■ **What you will do**
Each of the entries should be retyped precisely as it appears.

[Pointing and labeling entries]
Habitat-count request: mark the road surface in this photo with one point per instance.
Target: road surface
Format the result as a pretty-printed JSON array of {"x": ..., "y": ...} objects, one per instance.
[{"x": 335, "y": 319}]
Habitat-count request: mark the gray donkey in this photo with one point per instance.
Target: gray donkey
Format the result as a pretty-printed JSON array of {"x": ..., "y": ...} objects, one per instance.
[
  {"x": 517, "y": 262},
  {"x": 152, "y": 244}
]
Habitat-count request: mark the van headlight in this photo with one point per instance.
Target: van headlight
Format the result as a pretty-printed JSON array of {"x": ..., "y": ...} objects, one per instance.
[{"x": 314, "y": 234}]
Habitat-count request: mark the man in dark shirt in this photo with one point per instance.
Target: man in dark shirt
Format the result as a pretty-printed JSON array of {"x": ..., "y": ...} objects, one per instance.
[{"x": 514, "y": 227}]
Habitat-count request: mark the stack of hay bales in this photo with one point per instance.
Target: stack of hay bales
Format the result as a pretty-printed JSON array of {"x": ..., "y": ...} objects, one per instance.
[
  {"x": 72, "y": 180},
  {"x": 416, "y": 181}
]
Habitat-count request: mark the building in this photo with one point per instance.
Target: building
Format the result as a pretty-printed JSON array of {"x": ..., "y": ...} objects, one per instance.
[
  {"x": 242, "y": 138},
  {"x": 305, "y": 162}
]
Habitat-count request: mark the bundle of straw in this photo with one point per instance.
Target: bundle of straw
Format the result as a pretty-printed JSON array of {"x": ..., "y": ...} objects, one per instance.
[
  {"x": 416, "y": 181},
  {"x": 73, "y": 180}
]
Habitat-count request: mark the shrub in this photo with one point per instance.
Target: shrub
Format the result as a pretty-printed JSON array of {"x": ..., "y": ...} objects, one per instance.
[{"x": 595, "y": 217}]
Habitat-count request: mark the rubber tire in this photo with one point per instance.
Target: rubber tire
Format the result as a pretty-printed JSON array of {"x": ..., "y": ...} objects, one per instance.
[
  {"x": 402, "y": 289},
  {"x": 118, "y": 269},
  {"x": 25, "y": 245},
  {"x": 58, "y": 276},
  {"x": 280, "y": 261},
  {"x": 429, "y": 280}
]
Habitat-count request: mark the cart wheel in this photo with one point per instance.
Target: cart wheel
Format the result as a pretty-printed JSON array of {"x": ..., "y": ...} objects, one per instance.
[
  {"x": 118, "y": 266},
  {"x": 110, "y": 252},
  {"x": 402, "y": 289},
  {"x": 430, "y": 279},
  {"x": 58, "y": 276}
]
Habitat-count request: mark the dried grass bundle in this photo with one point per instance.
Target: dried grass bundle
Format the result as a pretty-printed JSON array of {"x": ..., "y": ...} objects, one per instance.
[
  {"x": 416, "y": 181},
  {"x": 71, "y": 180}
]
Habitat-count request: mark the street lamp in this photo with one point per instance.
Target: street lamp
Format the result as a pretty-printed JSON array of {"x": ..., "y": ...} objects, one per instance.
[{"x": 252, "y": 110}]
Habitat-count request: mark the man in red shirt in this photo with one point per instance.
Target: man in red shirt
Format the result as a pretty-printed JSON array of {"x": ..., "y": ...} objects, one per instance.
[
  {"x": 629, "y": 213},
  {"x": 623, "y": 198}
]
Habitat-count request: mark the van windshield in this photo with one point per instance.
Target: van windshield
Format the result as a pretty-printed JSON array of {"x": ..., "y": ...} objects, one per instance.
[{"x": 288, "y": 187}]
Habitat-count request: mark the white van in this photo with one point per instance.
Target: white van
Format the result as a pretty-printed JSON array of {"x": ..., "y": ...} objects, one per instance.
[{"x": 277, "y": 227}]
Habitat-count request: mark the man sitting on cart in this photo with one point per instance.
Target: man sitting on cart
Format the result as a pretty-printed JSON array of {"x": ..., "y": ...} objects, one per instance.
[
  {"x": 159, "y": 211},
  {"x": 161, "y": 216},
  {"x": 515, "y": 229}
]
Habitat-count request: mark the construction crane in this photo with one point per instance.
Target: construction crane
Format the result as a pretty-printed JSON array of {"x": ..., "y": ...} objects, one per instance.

■ **Result below**
Habitat-count request: mark the road surface in this photo with one point per instance.
Target: road surface
Format the result as a pretty-printed JSON array of {"x": ..., "y": ...} objects, one per instance.
[{"x": 335, "y": 319}]
Habitat-count request: mark the gray donkey in this photo with one point per instance.
Target: gray donkey
Format the result as a pretty-printed JSON array of {"x": ..., "y": ...} objects, one per instance.
[
  {"x": 517, "y": 262},
  {"x": 152, "y": 244}
]
Habitat-count request: mark the van headlight in this photo with one point per instance.
Target: van headlight
Format the result as a pretty-printed JSON array of {"x": ..., "y": ...} objects, one per instance.
[{"x": 314, "y": 234}]
Habitat-count request: mark the man in dark shirt in this photo with one point per instance.
Target: man in dark shirt
Format the result as a pretty-printed JSON array of {"x": ..., "y": ...} objects, one per instance.
[{"x": 514, "y": 227}]
Habitat-count request: mark the stack of hay bales in this photo with one point per instance.
Target: stack of hay bales
Format the result as a pretty-printed JSON array of {"x": ..., "y": ...} objects, one per instance.
[
  {"x": 72, "y": 180},
  {"x": 416, "y": 181}
]
Habitat-count request: mark the building in this photo with one point per instance.
Target: building
Format the result as a pretty-printed JSON array of {"x": ..., "y": ...} objects, one per instance.
[
  {"x": 242, "y": 138},
  {"x": 305, "y": 162}
]
Habitat-count request: mark the bundle of straw in this photo with one point per instance.
Target: bundle of straw
Format the result as a pretty-printed JSON array of {"x": ..., "y": ...} objects, one per instance.
[
  {"x": 416, "y": 181},
  {"x": 73, "y": 180}
]
Habitat-count request: mark the shrub in this photo with one point per instance.
Target: shrub
Format the result as a pretty-printed JSON array of {"x": ..., "y": ...} objects, one per instance.
[{"x": 595, "y": 217}]
Habitat-count request: mark the rubber tire in this photo with one point per instance.
Target: rubber tire
Format the result as a pretty-printed JSON array of {"x": ..., "y": ...} objects, one per instance.
[
  {"x": 402, "y": 289},
  {"x": 118, "y": 269},
  {"x": 25, "y": 245},
  {"x": 58, "y": 276},
  {"x": 280, "y": 261},
  {"x": 429, "y": 280}
]
Habitat-count request: mark the cart wheel in this photo with one point per instance.
Target: cart wheel
Format the result as a pretty-printed JSON array of {"x": ..., "y": ...} objects, one per instance.
[
  {"x": 118, "y": 266},
  {"x": 110, "y": 252},
  {"x": 402, "y": 289},
  {"x": 430, "y": 279},
  {"x": 58, "y": 276}
]
Habitat-count request: mark the dried grass bundle in this photo with one point per instance.
Target: dried grass bundle
Format the result as a pretty-printed JSON array of {"x": ..., "y": ...} objects, one per instance.
[
  {"x": 416, "y": 181},
  {"x": 71, "y": 180}
]
Habitat-count request: mark the street lamp in this photo with one point per instance.
Target: street lamp
Format the result as a pretty-printed JSON array of {"x": ..., "y": ...} objects, one per instance.
[{"x": 252, "y": 110}]
Habitat-count request: mark the man in red shirt in this photo with one point per instance.
Target: man in red shirt
Format the result as a pretty-printed JSON array of {"x": ..., "y": ...} objects, one per instance.
[
  {"x": 629, "y": 213},
  {"x": 623, "y": 198}
]
Habitat-count request: mark the van windshield in this photo with one point per instance.
Target: van windshield
Format the result as a pretty-printed JSON array of {"x": ..., "y": ...} objects, one per instance.
[{"x": 288, "y": 187}]
Habitat-count request: mark the white van in this photo with one point per instance.
Target: white van
Format the result as a pretty-printed JSON array of {"x": ..., "y": ...} objects, one per instance.
[{"x": 277, "y": 227}]
Habitat-count request: mark the man sitting on cart in this photo with one point per instance.
Target: man sitting on cart
Format the result as a pretty-printed JSON array of {"x": ..., "y": ...} objects, one per instance.
[
  {"x": 159, "y": 211},
  {"x": 161, "y": 216},
  {"x": 515, "y": 229}
]
Habitat-count request: mark the construction crane in this photo with one point per instance.
Target: construction crane
Format the result as a pretty-printed JSON array of {"x": ..., "y": ...} objects, one per instance.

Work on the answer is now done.